*** Opening of Data for processing ***

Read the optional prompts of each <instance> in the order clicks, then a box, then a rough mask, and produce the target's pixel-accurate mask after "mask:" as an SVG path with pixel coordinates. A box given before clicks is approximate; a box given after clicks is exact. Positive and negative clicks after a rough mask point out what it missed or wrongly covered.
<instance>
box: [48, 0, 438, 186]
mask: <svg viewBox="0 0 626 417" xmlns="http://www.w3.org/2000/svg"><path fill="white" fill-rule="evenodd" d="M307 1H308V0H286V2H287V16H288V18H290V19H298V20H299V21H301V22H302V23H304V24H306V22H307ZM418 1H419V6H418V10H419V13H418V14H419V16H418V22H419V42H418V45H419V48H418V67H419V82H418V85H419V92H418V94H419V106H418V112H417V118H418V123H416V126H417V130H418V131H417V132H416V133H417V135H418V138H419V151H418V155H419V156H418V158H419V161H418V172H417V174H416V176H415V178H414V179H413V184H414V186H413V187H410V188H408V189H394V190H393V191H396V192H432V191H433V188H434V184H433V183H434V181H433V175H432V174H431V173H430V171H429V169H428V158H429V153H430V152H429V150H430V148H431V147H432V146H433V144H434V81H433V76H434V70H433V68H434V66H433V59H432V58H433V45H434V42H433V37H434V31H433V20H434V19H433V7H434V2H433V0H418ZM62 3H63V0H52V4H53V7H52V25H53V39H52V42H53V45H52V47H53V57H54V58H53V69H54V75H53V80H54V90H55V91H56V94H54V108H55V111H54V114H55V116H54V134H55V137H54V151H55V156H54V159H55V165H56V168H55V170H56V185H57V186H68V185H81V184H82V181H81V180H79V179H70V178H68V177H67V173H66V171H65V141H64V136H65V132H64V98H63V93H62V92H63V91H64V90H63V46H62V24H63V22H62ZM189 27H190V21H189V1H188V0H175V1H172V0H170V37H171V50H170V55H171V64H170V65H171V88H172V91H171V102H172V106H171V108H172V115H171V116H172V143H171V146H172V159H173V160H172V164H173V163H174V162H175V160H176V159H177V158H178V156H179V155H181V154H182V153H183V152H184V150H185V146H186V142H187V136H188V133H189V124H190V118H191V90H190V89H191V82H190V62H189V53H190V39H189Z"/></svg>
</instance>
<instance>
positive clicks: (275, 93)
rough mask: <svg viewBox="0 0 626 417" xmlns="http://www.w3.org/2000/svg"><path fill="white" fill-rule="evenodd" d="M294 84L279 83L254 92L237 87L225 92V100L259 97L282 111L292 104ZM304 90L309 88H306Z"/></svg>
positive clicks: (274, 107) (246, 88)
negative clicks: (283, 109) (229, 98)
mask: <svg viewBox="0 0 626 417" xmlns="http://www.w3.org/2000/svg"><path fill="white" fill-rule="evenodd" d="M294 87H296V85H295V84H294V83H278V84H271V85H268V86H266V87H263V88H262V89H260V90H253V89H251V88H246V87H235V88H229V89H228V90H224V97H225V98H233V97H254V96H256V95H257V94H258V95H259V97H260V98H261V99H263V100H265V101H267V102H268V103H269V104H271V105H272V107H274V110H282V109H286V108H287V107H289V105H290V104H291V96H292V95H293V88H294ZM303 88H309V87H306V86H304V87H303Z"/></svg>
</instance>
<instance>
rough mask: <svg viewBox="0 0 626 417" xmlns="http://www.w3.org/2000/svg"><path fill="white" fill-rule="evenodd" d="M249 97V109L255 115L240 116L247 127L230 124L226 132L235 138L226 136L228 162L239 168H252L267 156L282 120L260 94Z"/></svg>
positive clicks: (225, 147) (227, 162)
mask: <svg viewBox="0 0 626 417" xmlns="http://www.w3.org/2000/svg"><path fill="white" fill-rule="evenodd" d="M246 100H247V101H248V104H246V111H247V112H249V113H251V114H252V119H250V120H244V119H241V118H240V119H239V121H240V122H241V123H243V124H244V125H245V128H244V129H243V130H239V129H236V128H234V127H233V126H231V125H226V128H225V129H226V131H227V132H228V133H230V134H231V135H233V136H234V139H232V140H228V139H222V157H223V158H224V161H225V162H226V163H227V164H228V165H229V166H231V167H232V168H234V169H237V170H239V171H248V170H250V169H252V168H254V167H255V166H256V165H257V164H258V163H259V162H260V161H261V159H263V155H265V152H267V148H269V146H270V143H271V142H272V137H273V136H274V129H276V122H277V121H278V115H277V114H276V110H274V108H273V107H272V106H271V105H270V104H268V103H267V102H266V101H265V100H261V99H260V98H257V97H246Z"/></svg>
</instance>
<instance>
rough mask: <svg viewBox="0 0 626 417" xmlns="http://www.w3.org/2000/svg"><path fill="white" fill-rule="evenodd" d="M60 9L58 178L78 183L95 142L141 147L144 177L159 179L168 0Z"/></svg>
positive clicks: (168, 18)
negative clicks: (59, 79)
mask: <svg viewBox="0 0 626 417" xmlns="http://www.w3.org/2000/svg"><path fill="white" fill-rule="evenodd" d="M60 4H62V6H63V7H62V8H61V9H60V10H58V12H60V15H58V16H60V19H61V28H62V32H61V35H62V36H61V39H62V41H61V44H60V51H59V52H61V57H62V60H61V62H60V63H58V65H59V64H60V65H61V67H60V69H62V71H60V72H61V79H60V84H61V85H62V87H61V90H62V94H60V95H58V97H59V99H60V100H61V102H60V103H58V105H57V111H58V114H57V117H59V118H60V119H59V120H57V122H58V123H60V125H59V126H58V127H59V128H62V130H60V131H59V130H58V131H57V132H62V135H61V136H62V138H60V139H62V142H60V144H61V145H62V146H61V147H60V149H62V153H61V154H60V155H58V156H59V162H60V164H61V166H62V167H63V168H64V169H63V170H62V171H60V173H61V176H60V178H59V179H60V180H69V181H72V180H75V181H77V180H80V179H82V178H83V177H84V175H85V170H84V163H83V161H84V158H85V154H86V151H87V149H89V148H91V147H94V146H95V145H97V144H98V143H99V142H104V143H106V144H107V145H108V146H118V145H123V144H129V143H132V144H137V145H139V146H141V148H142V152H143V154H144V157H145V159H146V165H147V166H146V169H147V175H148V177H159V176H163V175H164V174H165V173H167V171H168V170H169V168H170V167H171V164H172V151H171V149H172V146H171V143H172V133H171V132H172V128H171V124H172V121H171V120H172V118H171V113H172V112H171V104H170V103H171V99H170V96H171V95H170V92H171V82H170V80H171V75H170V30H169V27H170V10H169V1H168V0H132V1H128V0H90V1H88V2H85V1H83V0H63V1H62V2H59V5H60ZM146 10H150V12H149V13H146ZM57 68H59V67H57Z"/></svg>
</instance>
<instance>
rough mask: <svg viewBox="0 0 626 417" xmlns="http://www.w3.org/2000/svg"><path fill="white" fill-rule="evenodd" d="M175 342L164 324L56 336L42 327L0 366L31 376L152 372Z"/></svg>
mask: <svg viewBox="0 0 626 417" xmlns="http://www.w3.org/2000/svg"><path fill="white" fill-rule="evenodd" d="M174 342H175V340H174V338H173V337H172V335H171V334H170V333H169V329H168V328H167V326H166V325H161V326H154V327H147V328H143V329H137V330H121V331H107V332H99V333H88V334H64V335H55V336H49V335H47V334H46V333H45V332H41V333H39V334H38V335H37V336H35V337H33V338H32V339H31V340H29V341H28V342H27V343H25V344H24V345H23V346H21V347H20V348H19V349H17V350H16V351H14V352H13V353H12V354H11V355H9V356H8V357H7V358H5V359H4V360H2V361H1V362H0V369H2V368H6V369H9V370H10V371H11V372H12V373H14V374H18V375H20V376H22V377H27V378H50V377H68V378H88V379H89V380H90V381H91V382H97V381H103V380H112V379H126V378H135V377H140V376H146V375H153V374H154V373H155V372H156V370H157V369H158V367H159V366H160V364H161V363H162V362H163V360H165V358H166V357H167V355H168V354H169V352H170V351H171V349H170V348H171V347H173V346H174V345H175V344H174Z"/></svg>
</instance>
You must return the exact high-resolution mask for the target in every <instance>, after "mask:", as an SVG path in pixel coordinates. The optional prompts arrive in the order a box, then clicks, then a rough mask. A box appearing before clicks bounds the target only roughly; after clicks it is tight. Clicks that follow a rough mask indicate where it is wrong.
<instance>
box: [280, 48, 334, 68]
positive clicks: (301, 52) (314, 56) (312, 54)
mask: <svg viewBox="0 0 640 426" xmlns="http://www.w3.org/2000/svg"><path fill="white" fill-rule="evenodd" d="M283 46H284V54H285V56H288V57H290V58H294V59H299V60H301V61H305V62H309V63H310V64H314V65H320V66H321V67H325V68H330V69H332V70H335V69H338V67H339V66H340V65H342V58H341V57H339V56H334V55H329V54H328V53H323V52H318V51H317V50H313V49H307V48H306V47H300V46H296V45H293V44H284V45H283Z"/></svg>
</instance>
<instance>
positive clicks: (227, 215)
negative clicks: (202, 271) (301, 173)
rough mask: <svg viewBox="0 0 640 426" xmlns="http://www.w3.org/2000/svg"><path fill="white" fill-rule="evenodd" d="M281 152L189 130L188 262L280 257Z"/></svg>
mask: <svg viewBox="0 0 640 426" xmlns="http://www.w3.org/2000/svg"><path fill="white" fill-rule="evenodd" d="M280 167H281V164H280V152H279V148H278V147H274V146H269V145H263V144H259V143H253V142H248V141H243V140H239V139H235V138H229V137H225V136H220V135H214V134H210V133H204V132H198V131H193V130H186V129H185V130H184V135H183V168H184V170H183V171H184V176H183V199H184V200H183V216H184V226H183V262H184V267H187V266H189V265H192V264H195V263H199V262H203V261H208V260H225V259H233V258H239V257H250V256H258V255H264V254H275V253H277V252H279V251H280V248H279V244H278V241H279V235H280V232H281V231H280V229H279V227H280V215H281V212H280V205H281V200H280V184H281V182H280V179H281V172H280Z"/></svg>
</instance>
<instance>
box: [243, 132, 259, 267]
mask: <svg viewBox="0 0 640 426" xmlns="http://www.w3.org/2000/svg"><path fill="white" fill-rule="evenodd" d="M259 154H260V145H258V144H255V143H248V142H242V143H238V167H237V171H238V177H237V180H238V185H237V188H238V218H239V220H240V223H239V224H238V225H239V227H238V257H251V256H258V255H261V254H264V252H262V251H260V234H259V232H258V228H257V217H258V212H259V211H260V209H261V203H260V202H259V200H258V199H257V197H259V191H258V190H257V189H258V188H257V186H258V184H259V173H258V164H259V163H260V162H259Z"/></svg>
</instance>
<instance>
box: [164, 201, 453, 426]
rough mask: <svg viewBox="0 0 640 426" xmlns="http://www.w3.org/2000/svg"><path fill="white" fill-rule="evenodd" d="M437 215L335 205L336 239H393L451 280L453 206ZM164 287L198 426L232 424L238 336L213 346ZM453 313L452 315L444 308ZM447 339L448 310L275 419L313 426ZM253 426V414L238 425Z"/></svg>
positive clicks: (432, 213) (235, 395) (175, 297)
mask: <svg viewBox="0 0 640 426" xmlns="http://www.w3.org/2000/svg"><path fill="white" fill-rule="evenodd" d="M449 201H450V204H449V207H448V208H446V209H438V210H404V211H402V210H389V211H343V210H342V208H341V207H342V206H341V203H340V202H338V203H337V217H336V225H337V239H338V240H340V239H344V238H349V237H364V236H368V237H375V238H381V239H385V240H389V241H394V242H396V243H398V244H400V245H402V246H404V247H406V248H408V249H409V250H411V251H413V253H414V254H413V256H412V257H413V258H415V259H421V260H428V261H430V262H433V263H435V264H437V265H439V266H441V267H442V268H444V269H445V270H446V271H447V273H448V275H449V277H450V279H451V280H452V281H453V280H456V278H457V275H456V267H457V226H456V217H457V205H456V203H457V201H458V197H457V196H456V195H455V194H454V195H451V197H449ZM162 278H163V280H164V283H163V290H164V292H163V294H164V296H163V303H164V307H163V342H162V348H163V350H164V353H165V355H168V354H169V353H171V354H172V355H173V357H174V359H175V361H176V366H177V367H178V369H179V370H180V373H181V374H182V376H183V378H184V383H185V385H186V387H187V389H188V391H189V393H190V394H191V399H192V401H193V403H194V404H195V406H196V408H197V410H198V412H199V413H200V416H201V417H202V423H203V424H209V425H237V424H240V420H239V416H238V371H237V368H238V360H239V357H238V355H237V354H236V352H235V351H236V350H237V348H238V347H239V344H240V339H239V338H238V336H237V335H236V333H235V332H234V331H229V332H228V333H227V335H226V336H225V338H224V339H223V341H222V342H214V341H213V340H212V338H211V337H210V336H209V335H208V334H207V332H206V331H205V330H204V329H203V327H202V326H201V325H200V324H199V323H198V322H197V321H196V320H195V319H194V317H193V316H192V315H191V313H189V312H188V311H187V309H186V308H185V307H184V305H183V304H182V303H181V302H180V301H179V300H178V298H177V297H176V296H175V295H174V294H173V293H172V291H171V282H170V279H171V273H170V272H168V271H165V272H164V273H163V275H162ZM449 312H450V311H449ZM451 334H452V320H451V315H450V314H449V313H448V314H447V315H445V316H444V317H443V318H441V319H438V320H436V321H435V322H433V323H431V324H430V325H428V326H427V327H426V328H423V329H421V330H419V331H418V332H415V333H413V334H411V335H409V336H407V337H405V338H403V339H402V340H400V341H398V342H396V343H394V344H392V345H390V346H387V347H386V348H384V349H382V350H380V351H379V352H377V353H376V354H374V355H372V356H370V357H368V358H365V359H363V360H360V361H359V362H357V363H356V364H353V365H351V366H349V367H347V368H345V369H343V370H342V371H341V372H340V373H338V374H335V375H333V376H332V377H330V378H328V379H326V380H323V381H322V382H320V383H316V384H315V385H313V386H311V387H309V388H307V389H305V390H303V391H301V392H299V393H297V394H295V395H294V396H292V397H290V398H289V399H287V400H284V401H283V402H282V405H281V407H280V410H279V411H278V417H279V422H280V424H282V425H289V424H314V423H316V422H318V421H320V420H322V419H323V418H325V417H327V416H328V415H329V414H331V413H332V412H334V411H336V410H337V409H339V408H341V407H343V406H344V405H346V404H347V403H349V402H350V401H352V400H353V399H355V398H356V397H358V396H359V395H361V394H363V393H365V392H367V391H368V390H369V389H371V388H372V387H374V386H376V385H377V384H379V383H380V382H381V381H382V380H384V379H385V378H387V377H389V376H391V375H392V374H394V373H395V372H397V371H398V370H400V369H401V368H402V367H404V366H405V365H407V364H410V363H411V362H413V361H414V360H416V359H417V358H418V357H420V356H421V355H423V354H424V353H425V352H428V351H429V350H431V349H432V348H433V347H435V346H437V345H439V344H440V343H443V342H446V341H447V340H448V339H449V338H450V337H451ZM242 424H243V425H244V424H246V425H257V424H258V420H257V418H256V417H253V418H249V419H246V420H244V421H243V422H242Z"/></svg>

*** Close of Data for processing ***

Task directions -
Convert the items above, from the first line through the line containing "box: [48, 0, 438, 186]", into a Markdown table. Use the columns Row (numbering each line) and Text, and leave out any blank lines.

Written solution -
| Row | Text |
|---|---|
| 1 | Read the optional prompts of each <instance> in the order clicks, then a box, then a rough mask, and produce the target's pixel-accurate mask after "mask:" as an SVG path with pixel coordinates. A box given before clicks is approximate; a box given after clicks is exact. Positive and negative clicks after a rough mask point out what it missed or wrongly covered. |
| 2 | <instance> |
| 3 | box: [48, 0, 438, 186] |